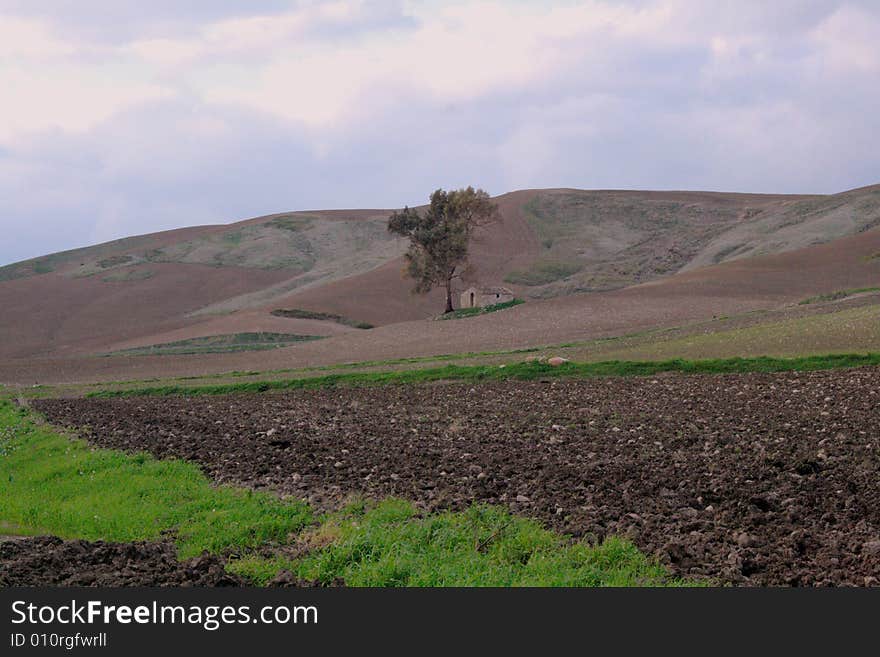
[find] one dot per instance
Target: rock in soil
(720, 476)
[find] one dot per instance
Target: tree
(439, 238)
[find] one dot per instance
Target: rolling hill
(577, 256)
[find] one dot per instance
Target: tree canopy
(440, 236)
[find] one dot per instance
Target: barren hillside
(214, 280)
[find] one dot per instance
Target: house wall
(492, 299)
(475, 298)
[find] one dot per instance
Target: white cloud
(242, 108)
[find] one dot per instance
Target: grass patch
(391, 545)
(215, 344)
(543, 272)
(114, 261)
(292, 223)
(298, 313)
(461, 313)
(52, 484)
(836, 296)
(521, 371)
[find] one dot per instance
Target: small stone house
(480, 297)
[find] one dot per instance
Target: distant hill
(213, 280)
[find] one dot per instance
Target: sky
(124, 117)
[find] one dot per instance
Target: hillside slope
(211, 280)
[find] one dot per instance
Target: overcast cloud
(121, 117)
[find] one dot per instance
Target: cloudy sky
(120, 117)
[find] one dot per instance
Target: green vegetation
(520, 371)
(215, 344)
(52, 484)
(390, 545)
(461, 313)
(839, 294)
(439, 237)
(543, 271)
(297, 313)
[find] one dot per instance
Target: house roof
(490, 289)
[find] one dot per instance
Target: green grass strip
(50, 484)
(390, 545)
(520, 371)
(463, 313)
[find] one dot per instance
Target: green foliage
(215, 344)
(839, 294)
(439, 238)
(292, 223)
(112, 261)
(51, 484)
(297, 313)
(391, 545)
(544, 271)
(520, 371)
(462, 313)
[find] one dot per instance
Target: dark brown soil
(749, 479)
(49, 561)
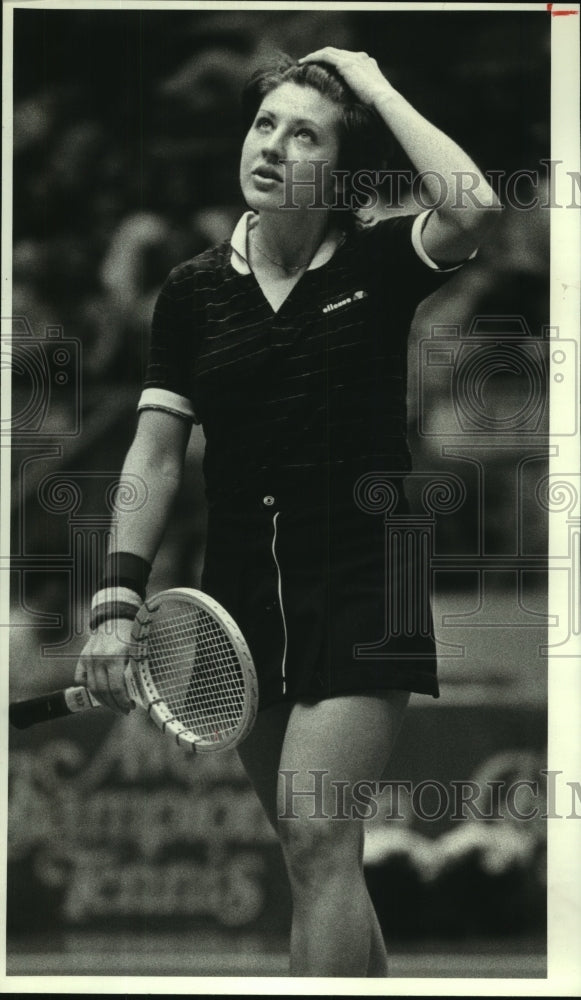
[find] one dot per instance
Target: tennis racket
(191, 670)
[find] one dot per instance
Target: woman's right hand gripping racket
(190, 669)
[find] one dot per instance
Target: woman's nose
(273, 146)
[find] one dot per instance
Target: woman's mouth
(267, 174)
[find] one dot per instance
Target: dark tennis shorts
(332, 599)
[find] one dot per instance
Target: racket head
(194, 670)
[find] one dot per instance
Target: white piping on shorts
(280, 602)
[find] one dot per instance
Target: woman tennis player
(288, 344)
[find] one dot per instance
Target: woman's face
(293, 123)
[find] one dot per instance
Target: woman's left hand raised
(359, 71)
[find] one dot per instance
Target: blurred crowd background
(126, 146)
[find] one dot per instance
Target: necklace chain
(278, 263)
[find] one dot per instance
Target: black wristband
(123, 569)
(112, 609)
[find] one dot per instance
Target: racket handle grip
(23, 714)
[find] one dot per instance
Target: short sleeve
(392, 251)
(174, 331)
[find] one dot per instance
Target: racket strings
(196, 671)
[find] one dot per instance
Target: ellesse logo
(346, 300)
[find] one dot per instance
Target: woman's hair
(364, 139)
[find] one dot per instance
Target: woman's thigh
(332, 746)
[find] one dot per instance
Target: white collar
(245, 224)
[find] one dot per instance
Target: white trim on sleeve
(417, 230)
(170, 402)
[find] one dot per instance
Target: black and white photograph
(291, 498)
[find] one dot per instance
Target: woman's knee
(316, 850)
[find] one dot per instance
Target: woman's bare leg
(264, 746)
(349, 738)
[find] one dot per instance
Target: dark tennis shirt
(315, 389)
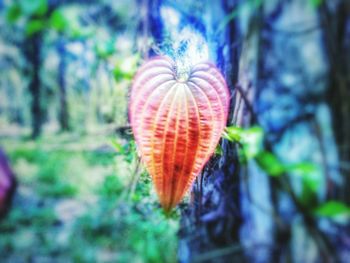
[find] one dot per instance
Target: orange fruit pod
(177, 119)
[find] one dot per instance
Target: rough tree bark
(276, 66)
(32, 51)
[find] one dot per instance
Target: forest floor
(83, 198)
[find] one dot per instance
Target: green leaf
(125, 69)
(13, 13)
(116, 145)
(332, 209)
(58, 21)
(34, 7)
(252, 140)
(105, 49)
(270, 164)
(233, 133)
(34, 26)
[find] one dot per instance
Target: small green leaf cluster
(251, 147)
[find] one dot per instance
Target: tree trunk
(32, 51)
(275, 64)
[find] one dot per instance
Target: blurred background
(65, 72)
(71, 185)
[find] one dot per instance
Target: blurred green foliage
(251, 142)
(73, 204)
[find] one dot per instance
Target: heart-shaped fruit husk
(177, 119)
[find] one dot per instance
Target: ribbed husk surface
(177, 122)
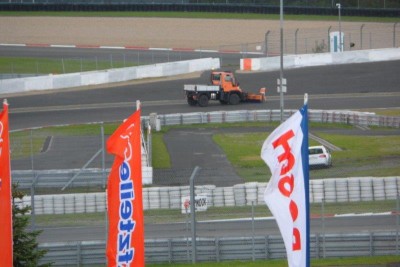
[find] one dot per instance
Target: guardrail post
(361, 28)
(193, 213)
(397, 223)
(78, 252)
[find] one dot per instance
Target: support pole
(193, 213)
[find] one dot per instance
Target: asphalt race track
(353, 86)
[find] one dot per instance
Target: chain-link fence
(65, 170)
(356, 37)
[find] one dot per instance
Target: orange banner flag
(125, 245)
(6, 234)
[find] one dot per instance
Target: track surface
(333, 87)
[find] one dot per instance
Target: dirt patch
(221, 34)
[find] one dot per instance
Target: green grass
(361, 155)
(200, 15)
(155, 216)
(22, 65)
(160, 155)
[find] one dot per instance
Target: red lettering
(286, 155)
(294, 211)
(296, 240)
(286, 184)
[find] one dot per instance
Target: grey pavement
(188, 148)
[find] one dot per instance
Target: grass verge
(199, 15)
(40, 66)
(156, 216)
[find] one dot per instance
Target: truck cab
(225, 80)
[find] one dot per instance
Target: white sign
(200, 203)
(278, 81)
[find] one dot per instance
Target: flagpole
(306, 182)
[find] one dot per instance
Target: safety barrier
(319, 59)
(328, 190)
(88, 253)
(322, 116)
(107, 76)
(202, 6)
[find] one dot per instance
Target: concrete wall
(106, 76)
(319, 59)
(335, 190)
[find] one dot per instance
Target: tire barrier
(333, 190)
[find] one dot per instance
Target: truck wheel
(234, 99)
(203, 101)
(191, 101)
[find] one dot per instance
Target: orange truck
(224, 88)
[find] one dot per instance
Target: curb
(129, 47)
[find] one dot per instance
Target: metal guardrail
(322, 116)
(340, 190)
(89, 253)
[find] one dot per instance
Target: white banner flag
(286, 153)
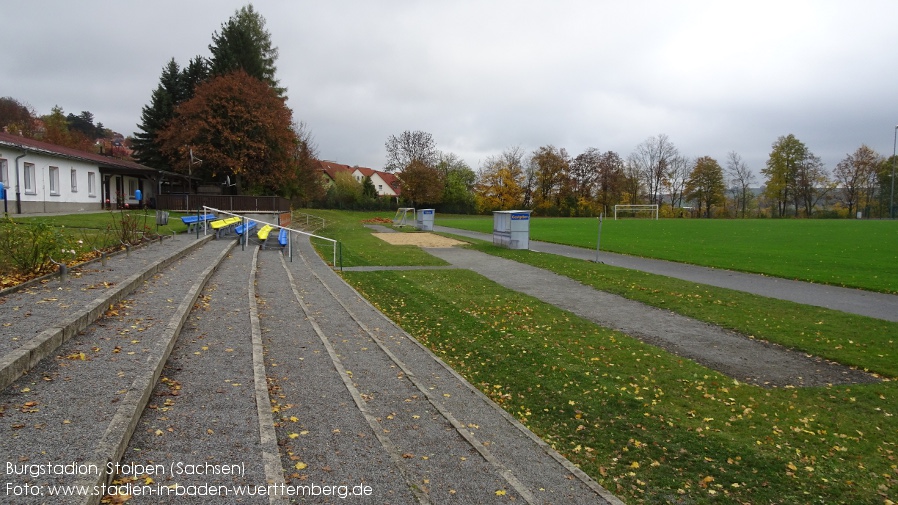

_ _ _ _ _ _ _

**Instructions to follow**: Restate every line of the data above word for word, with the images removed.

**Solution for this task**:
[find] one dot per instance
Target: rock in soil
(720, 476)
[find] one dot per instance
Target: tree
(439, 238)
[find] one dot per instance
Target: rolling hill
(577, 256)
[find] one dot per instance
Target: tree canopy
(440, 236)
[find] one dot per instance
Target: barren hillside
(214, 280)
[find] one dot per instance
Target: house wall
(492, 299)
(475, 298)
[find] one dot per instance
Target: white cloud
(242, 108)
[find] one dot per instance
Target: grass patch
(391, 545)
(215, 344)
(543, 272)
(114, 261)
(292, 223)
(298, 313)
(461, 313)
(52, 484)
(836, 296)
(521, 371)
[find] one dot per instance
Target: small stone house
(480, 297)
[find] one dot per instance
Target: distant hill
(213, 280)
[find] one dot per instance
Target: sky
(124, 117)
[find] one dot per instance
Target: hillside slope
(211, 280)
[find] one dot per instance
Target: overcast cloud
(121, 117)
[find] one dot per instance
Target: cloudy sky
(120, 117)
[find] one dot per instance
Target: green vegetation
(520, 371)
(215, 344)
(52, 484)
(390, 545)
(461, 313)
(839, 294)
(439, 237)
(543, 271)
(297, 313)
[find] one dot per instance
Target: house roof
(490, 289)
[find] one dot per instance
Target: green grass strip
(50, 484)
(390, 545)
(520, 371)
(463, 313)
[find] one dot per instance
Target: green foliage
(215, 344)
(839, 294)
(439, 238)
(292, 223)
(112, 261)
(51, 484)
(297, 313)
(391, 545)
(544, 271)
(520, 371)
(462, 313)
[find] one dot per instance
Target: dark brown soil
(749, 479)
(49, 561)
[find] one dot per instance
Target: tennis racket
(191, 670)
[find] one dot per instance
Target: woman's right hand gripping racket
(190, 669)
[find] one dot per instance
Target: woman's nose
(273, 146)
[find] one dot per instance
Target: woman's mouth
(267, 174)
[find] one dot per instance
Target: dark tennis shorts
(332, 599)
[find] one dot per instance
Target: racket head
(194, 670)
[find] one dot per instance
Target: white piping on shorts
(280, 602)
[find] one dot per instance
Target: woman tennis player
(288, 344)
[find] one dot per instance
Target: woman's face
(293, 123)
[find] one dot per instance
Target: woman's left hand raised
(359, 71)
[find] one dot per instance
Target: blurred crowd background
(126, 146)
[find] one dot per instance
Target: necklace chain
(278, 263)
[find] one dot per instance
Target: black wristband
(123, 569)
(112, 609)
[find] one dot per instance
Target: racket handle grip
(23, 714)
[find] one dot per instance
Target: short sleeve
(392, 251)
(174, 331)
[find] one dot per instance
Target: racket strings
(196, 671)
[find] one dot per instance
Target: ellesse logo
(346, 300)
[find] one dot per instance
Target: woman's hair
(364, 139)
[find] one dot per instance
Target: woman's thigh
(332, 746)
[find] one dot per instance
Target: white collar
(245, 224)
[find] one dot per instance
Target: white trim on sleeve
(417, 230)
(170, 402)
[find] one dot per instance
Target: black and white photograph
(291, 498)
[find] one dot per instance
Target: woman's knee
(316, 850)
[find] one dot per instance
Target: woman's bare leg
(264, 746)
(349, 738)
[find] one dot per instance
Target: dark tennis shirt
(315, 389)
[find] one dot per instance
Target: orange fruit pod
(177, 119)
[find] one dot per instance
Target: rough tree bark
(276, 66)
(32, 51)
[find] one dot per instance
Target: forest floor
(83, 198)
[find] one dot per instance
Target: green leaf
(125, 69)
(13, 13)
(116, 145)
(332, 209)
(58, 21)
(34, 7)
(252, 140)
(105, 49)
(270, 164)
(233, 133)
(34, 26)
[find] one dot per instance
Target: small green leaf cluster
(251, 147)
[find] one dot per instance
Target: tree trunk
(32, 51)
(275, 64)
[find] one dot per instance
Target: blurred background
(65, 72)
(71, 185)
[find] one dot per instance
Target: blurred green foliage
(251, 142)
(73, 204)
[find] one dot per instance
Target: heart-shaped fruit husk
(177, 119)
[find] one dot per instance
Target: ribbed husk surface
(177, 122)
[find] one dot per instance
Target: guardrail post
(361, 28)
(193, 213)
(397, 223)
(78, 252)
[find] one dot per instance
Target: support pole
(193, 213)
[find] one dot per instance
Target: asphalt race track
(353, 86)
[find] one dot per instance
Target: chain-link fence
(65, 170)
(356, 37)
[find] one dot per instance
Target: orange banner flag
(125, 245)
(6, 234)
[find] one dot per instance
Target: track surface
(333, 87)
[find] one dot per instance
Target: dirt patch
(221, 34)
[find] one dot per instance
Target: green grass
(361, 155)
(200, 15)
(155, 216)
(22, 65)
(160, 155)
[find] one dot per instance
Target: red lettering
(286, 155)
(294, 211)
(296, 240)
(286, 184)
[find] one dot per instance
Target: grey pavement
(188, 148)
[find] one dot per instance
Target: grass verge
(199, 15)
(40, 66)
(156, 216)
[find] one dot per instance
Target: truck cab
(225, 80)
[find] one dot per instance
Target: white sign
(200, 203)
(278, 81)
[find] one dot per instance
Target: flagpole
(306, 182)
[find] one dot per instance
Target: safety barrier
(319, 59)
(328, 190)
(88, 253)
(322, 116)
(107, 76)
(202, 6)
[find] one dot per instance
Target: concrete wall
(106, 76)
(319, 59)
(335, 190)
[find] one dot per instance
Target: tire barrier
(333, 190)
[find] one dot per instance
Target: truck wheel
(234, 99)
(203, 101)
(191, 101)
[find] one dot per instance
Target: orange truck
(224, 88)
[find] one dot per instance
Target: curb
(129, 47)
[find] one dot per instance
Target: metal guardrail
(322, 116)
(340, 190)
(89, 253)
[find] one dot per instance
Target: white banner flag
(286, 153)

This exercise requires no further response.